» WHAT THE TASK ASKS
Revise the items below, changing every "marker" to "point" and leaving everything else the same.

» GIVEN INFORMATION

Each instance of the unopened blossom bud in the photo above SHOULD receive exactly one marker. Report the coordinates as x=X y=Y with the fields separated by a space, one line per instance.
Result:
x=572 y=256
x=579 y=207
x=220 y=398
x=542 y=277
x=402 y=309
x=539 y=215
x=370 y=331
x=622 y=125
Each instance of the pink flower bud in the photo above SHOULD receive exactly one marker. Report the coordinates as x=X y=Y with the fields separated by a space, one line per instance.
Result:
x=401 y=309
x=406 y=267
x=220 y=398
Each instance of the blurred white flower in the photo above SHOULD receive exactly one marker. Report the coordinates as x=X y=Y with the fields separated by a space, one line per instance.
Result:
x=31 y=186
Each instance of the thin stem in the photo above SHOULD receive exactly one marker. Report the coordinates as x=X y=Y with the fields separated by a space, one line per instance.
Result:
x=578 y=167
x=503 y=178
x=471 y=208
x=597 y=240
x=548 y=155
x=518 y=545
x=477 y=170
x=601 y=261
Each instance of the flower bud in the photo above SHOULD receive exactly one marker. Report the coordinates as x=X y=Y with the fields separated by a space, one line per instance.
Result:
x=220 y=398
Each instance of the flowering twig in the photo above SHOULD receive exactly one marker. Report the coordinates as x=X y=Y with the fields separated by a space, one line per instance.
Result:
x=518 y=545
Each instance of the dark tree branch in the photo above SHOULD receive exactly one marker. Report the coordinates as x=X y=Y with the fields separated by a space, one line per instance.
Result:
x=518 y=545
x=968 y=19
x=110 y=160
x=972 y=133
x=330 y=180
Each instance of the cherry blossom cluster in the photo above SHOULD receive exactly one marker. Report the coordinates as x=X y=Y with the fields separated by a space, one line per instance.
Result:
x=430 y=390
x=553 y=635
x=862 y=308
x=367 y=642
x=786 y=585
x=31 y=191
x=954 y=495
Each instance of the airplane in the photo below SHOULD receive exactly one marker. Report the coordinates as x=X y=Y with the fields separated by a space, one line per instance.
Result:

» COMPLETE OUTPUT
Each instance of the unopened blossom bud in the photo above SHOULD receive exactly one point. Report the coordinates as x=X y=Y with the fields separated by a space, one line per instance.
Result:
x=572 y=256
x=579 y=207
x=220 y=398
x=542 y=277
x=402 y=309
x=539 y=215
x=370 y=331
x=622 y=125
Each instance of the pink flower bud in the photo above SHOULD receive exactly one point. Report the coordinates as x=X y=Y with the fields separated by a space, one line per instance.
Result:
x=401 y=309
x=406 y=267
x=220 y=398
Each instance of the blurred white flower in the photo above SHOULD receive exactly one point. Report the coordinates as x=X y=Y with the fields separated by a space, one line per instance.
Result:
x=31 y=186
Each instance of the thin stem in the photo above SHOULD receive exactly one point. Report the coordinates as x=X y=Y with the fields separated by a space, one line per instance.
Result:
x=578 y=167
x=503 y=178
x=471 y=208
x=597 y=240
x=548 y=155
x=518 y=545
x=477 y=170
x=601 y=261
Each instance of the flower bud in the photo above SHOULD receive exactly one point. Report the coordinates as x=X y=Y with the fields separated by a space, one line per instance.
Result:
x=220 y=398
Each instance of the flowering twig in the photo above SHOULD receive exactly one point. Report the coordinates as x=X y=Y with the fields separated by a space, one line per instance.
Result:
x=518 y=545
Each instance of the dark tree branch in the photo above SHOULD receive exactly one point. Report the coordinates as x=X y=Y with the fields separated by a space, one line per instance.
Result:
x=518 y=545
x=968 y=19
x=110 y=160
x=972 y=133
x=330 y=180
Each instance of the cherry blossom cluster in the photo above SHOULD receive exactly one point. Report the coordinates as x=X y=Y with the fields separated by a space, one line per instance.
Result:
x=430 y=390
x=553 y=635
x=862 y=308
x=367 y=642
x=786 y=585
x=31 y=191
x=954 y=495
Each instance of the airplane in the photo below SHOULD receive exactly one point. Report the coordinates as x=X y=Y with the fields separated by a space, one line per instance.
Result:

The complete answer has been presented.